Could the records below please be retyped exactly, with their pictures left out?

------ The data ------

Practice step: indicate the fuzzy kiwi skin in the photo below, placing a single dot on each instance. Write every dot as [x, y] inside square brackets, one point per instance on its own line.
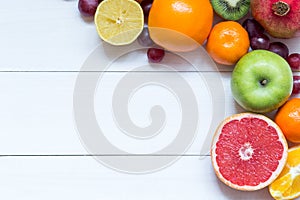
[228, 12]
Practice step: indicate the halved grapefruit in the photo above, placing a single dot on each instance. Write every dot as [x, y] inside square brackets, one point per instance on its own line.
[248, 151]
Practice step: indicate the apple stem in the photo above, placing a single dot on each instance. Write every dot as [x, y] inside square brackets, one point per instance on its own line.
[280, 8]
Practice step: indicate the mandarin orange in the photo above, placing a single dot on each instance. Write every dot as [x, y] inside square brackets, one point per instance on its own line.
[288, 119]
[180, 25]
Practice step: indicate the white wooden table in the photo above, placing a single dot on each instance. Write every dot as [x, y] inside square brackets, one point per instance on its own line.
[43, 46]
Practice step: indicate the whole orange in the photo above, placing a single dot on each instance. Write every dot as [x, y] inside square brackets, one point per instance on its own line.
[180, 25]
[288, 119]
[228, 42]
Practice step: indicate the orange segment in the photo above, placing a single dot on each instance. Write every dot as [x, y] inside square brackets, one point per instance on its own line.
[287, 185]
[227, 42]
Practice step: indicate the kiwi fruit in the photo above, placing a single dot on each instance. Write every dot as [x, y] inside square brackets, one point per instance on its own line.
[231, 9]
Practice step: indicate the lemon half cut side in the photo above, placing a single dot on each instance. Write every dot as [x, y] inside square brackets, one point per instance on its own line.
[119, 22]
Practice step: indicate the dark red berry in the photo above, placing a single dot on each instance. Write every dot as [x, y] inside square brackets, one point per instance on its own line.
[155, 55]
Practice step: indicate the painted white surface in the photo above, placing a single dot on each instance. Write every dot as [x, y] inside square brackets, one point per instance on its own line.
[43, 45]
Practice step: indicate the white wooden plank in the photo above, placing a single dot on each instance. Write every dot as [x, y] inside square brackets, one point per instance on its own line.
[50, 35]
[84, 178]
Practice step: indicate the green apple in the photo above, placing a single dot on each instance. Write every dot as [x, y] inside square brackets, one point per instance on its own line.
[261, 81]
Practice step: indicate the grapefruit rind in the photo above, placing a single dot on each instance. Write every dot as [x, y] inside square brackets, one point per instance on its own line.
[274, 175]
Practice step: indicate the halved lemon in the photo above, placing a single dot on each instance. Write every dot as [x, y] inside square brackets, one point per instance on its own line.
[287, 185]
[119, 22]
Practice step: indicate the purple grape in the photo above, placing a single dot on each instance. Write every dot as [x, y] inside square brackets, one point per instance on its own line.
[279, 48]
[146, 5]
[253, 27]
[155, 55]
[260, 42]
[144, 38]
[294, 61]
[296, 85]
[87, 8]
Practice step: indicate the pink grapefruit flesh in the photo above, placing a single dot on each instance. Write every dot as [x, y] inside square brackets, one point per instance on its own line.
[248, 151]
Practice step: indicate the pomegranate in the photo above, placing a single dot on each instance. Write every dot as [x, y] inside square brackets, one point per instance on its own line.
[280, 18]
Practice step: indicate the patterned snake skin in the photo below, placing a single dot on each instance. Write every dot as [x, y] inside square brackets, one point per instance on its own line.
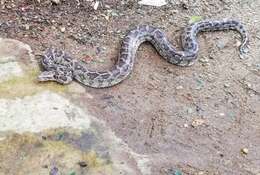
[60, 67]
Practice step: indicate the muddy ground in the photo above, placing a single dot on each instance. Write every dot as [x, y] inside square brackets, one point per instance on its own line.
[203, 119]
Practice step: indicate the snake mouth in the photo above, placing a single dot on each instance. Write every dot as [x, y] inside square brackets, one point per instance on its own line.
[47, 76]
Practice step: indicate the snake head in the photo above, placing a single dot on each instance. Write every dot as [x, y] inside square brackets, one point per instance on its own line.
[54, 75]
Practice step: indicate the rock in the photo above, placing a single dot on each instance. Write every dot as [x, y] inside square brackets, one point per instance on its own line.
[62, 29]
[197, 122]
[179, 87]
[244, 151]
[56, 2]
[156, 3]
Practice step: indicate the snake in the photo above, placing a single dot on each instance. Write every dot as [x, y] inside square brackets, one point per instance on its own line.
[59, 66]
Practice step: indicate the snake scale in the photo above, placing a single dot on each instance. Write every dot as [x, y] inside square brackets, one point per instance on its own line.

------

**Result of the exercise:**
Practice step: indicate the fuzzy kiwi skin in the photo below, placing a single dot on each instance. Write every dot as [x, y] inside square brackets, one point per instance on its own line.
[228, 12]
Practice step: indicate the halved grapefruit in the photo above, placing a single dot on each instance. Write every dot as [x, y] inside square brackets, one point per instance on its own line.
[248, 151]
Practice step: indicate the apple stem in the photo above, placing a single dot on each instance. Write every dot as [x, y] inside square brackets, one point per instance on its own line.
[280, 8]
Practice step: indicate the mandarin orange in the photo above, placing a single dot on each instance. Write every dot as [x, y] inside square brackets, one point per instance on its own line.
[288, 119]
[180, 25]
Practice step: indicate the white wooden table in the photo above, placing a single dot on each instance. Write every dot as [x, y] inside square brackets, one point per instance on its own line.
[43, 46]
Practice step: indicate the whole orange in the photo above, placing a single dot on each instance. Write every dot as [x, y] inside square brackets, one point per instance on its own line.
[180, 25]
[288, 119]
[228, 42]
Practice step: indicate the orange segment in the photo above, placing a single dot on each instance. Write every dot as [x, y] inside square brackets, one point per instance on its own line.
[287, 185]
[227, 42]
Practice step: indicate the kiwi fruit in the photo above, placing a single dot on each instance. Write every dot as [x, y] inside square brackets, one point per instance on its own line.
[231, 9]
Practice step: indicate the lemon half cut side in the photo above, placing a single dot on each instance. Write every dot as [x, y] inside square brackets, one point per instance on its own line.
[119, 22]
Practice step: indicate the dark red berry in the photo above, placing a single dot on each instance. Write every dot as [x, y] inside square brackets, one point per instance on its own line.
[155, 55]
Practice step: indicate the painted white surface in the photo above, placing a single dot on each instance. Write every dot as [x, y] inside square brackets, one point per instance on its own line.
[43, 45]
Practice step: indicate the white wooden plank in the photo above, placing a single dot on each instance. Write every dot as [x, y] inside square brackets, one point per instance on its own line.
[50, 35]
[84, 178]
Practice step: indicate the green apple in the photo above, placing a single dot on each instance. Write every dot as [x, y] inside square brackets, one point per instance on its own line.
[261, 81]
Practice step: indicate the grapefruit rind in the photo above, placing a single dot on each instance. Write every dot as [x, y] inside square brackets, one point per instance on its own line.
[274, 175]
Practice step: indicate the halved lemon in the photo above, placing a single dot on each instance. Write every dot as [x, y] inside square brackets, one point per instance on its own line.
[287, 185]
[119, 22]
Practice step: indicate the purple grape in the photo above, placing a single dot on each instance. Write every dot as [x, y] inside square brackets, one point per instance on its own line.
[279, 48]
[146, 5]
[253, 27]
[155, 55]
[260, 42]
[144, 38]
[294, 61]
[296, 85]
[87, 8]
Practice step: indicate the pink grapefruit flesh in the photo above, placing a single dot on each instance. Write every dot as [x, y] inside square brackets, one point per instance on its own line.
[248, 151]
Practice step: indicate the pomegranate in the photo above, placing a single dot on each instance. Write every dot as [x, y] inside square brackets, one point per instance on its own line.
[280, 18]
Practice step: indicate the patterned snake skin in the photo below, placing a single dot on each instance. Write every dot as [x, y] inside square brackets, one point per instance on its own line.
[60, 67]
Practice step: indicate the muddy ground in the photo above, placing a single dot on each instance. Write every dot as [x, y] inside square brackets, one point per instance on its own line.
[203, 119]
Practice step: indicate the snake mouth in the photo above, placing a single dot on each instance. Write every dot as [x, y] inside square brackets, one point per instance on its own line.
[47, 76]
Practice step: indicate the snake head in the photo above, placing a single dot on each instance. Write every dot as [x, y] inside square brackets, one point per instance on its own line.
[54, 75]
Practice step: indicate the rock in the photo above, placing a single dot on each instance. Write every dot as [x, y] inside square brackets, one point per instance on its own line.
[62, 29]
[197, 122]
[179, 87]
[244, 151]
[56, 2]
[156, 3]
Practice step: indicate the snake in the photo above, placing a single dot on each instance. Write every dot as [x, y] inside square brackets, one point per instance on its own line.
[59, 66]
Practice step: indicate the snake scale in the photo above, placing a single dot on each instance. Write every dot as [x, y] inside square brackets, one point per instance on its own line.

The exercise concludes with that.